• _Directives_
1. From the Afghanistan essay, duplicate the stretch from "It was difficult" through "locations for photography.".
2. According to the Afghanistan essay, on what date did the writer say goodbye to loved ones and to the homeland?

• _Source_
Two years in Afghanistan under the Taliban Regime

The 15th of April 2021 was the day I said goodbye to my loved ones and to my beloved country thinking that I would return with new knowledge and experiences. To land on my favorite job, help my people with education, to support my family when I return. But little did I know that my dream would remain just a dream. 

It was difficult but enjoyable to move away from my homeland and live in a place where I don’t speak the language or understand the culture. In Bishkek, it was challenging to find people who spoke English; however, now that I’ve learned Russian, I can get by with a little bit of poor Russian. There were times when I got lost and ended up at a location with a one-story building. Then, I understood that I had left the city and was now in a village. Thankfully, I would run into folks who would be willing to guide me in the right direction. I found some very lovely locations when I got lost, including lovely ancient homes, my favorite kind of gardens, and other locations for photography.

• _Dataset extract_
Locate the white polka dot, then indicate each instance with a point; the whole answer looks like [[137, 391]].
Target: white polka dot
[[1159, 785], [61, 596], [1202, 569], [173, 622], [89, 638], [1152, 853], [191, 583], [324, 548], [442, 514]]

• _Outputs in order_
1.
It was difficult but enjoyable to move away from my homeland and live in a place where I don’t speak the language or understand the culture. In Bishkek, it was challenging to find people who spoke English; however, now that I’ve learned Russian, I can get by with a little bit of poor Russian. There were times when I got lost and ended up at a location with a one-story building. Then, I understood that I had left the city and was now in a village. Thankfully, I would run into folks who would be willing to guide me in the right direction. I found some very lovely locations when I got lost, including lovely ancient homes, my favorite kind of gardens, and other locations for photography.

2. The 15th of April 2021.